● Aim of the task
Render every entry verbatim.

● Source information
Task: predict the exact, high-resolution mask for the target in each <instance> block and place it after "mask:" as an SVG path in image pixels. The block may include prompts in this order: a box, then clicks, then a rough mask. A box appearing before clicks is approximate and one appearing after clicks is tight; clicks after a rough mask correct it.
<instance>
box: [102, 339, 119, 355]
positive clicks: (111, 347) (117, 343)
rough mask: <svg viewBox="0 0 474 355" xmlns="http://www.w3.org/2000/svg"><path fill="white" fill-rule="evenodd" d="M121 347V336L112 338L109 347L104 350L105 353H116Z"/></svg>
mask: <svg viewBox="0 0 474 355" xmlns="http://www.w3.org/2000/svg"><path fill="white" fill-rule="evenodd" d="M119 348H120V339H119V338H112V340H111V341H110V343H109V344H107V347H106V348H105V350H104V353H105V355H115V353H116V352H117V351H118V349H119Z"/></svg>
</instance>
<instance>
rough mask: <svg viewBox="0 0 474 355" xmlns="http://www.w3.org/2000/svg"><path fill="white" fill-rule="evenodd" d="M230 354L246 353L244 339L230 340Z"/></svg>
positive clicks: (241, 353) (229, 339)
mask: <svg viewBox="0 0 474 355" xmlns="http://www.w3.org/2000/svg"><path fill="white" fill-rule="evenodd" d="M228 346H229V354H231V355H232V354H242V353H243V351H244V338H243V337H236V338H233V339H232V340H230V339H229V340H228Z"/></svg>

● Answer box
Task: predict the exact, high-resolution mask for the target in each <instance> block and place it after "mask:" as an SVG path in image pixels. The block may include prompts in this order: a box, then clicks, then a rough mask. A box appearing before clicks is approximate and one appearing after clicks is tight; clicks after a rough mask correct it.
<instance>
box: [102, 339, 119, 355]
positive clicks: (111, 347) (117, 343)
rough mask: <svg viewBox="0 0 474 355" xmlns="http://www.w3.org/2000/svg"><path fill="white" fill-rule="evenodd" d="M121 347V336L112 338L109 347L104 350L105 353H116Z"/></svg>
mask: <svg viewBox="0 0 474 355" xmlns="http://www.w3.org/2000/svg"><path fill="white" fill-rule="evenodd" d="M119 348H120V339H119V338H112V340H111V341H110V343H109V344H107V347H106V348H105V350H104V353H105V355H115V353H116V352H117V351H118V349H119Z"/></svg>
</instance>
<instance>
rough mask: <svg viewBox="0 0 474 355" xmlns="http://www.w3.org/2000/svg"><path fill="white" fill-rule="evenodd" d="M230 354L246 353L244 339L230 340Z"/></svg>
positive clicks: (241, 353) (229, 339)
mask: <svg viewBox="0 0 474 355" xmlns="http://www.w3.org/2000/svg"><path fill="white" fill-rule="evenodd" d="M228 346H229V354H231V355H232V354H242V353H243V351H244V338H243V337H236V338H233V339H232V340H230V339H229V340H228Z"/></svg>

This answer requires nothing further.